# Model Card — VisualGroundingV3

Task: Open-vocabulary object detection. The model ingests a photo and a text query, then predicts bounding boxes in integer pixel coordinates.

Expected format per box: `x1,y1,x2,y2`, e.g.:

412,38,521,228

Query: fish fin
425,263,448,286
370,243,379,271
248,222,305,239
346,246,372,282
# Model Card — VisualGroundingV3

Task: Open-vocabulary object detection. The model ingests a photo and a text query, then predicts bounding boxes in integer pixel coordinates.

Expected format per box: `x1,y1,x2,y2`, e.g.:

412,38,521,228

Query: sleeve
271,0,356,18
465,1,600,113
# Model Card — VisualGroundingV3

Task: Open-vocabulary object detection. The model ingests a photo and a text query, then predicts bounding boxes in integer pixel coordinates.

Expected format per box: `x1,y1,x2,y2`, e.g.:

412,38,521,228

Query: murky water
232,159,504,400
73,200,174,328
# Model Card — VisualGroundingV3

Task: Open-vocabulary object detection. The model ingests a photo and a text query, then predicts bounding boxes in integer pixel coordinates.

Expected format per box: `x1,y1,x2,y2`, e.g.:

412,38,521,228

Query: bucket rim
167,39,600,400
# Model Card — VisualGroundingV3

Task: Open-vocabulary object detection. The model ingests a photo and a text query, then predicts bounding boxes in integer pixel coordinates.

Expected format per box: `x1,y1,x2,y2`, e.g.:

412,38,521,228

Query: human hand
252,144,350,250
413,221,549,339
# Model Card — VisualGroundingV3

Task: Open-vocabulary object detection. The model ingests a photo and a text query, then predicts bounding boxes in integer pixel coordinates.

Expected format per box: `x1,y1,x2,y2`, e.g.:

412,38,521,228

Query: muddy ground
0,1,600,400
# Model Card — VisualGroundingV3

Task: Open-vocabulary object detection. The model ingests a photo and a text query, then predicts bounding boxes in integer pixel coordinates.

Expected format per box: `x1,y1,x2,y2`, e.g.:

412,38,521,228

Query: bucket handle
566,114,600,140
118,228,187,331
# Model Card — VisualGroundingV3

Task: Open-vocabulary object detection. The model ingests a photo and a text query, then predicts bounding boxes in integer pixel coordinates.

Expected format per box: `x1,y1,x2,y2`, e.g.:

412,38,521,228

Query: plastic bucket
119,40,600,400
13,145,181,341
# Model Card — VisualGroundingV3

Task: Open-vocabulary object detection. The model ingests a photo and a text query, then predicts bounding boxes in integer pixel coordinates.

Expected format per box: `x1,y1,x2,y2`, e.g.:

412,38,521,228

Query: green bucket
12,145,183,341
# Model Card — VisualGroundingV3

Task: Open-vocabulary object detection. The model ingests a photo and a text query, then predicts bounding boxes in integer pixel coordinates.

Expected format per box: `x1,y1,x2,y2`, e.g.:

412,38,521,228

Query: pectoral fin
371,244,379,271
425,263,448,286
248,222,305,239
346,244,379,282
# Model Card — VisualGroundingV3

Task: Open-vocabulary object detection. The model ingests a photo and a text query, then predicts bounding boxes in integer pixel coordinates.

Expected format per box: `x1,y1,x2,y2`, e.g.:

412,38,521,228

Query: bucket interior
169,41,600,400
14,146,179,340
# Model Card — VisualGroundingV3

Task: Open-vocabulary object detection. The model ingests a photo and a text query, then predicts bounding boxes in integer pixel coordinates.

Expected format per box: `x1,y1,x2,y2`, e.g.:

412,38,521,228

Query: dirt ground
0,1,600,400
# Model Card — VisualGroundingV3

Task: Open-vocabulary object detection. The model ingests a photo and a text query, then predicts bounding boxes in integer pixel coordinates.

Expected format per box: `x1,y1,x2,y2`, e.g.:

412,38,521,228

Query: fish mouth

WRITTEN PROBLEM »
Pull out every line of the records above that contains the word "bucket", and list each one on its own line.

FINAL RESULT »
Query: bucket rim
Query: bucket handle
Query: plastic bucket
Query: green bucket
Query: bucket interior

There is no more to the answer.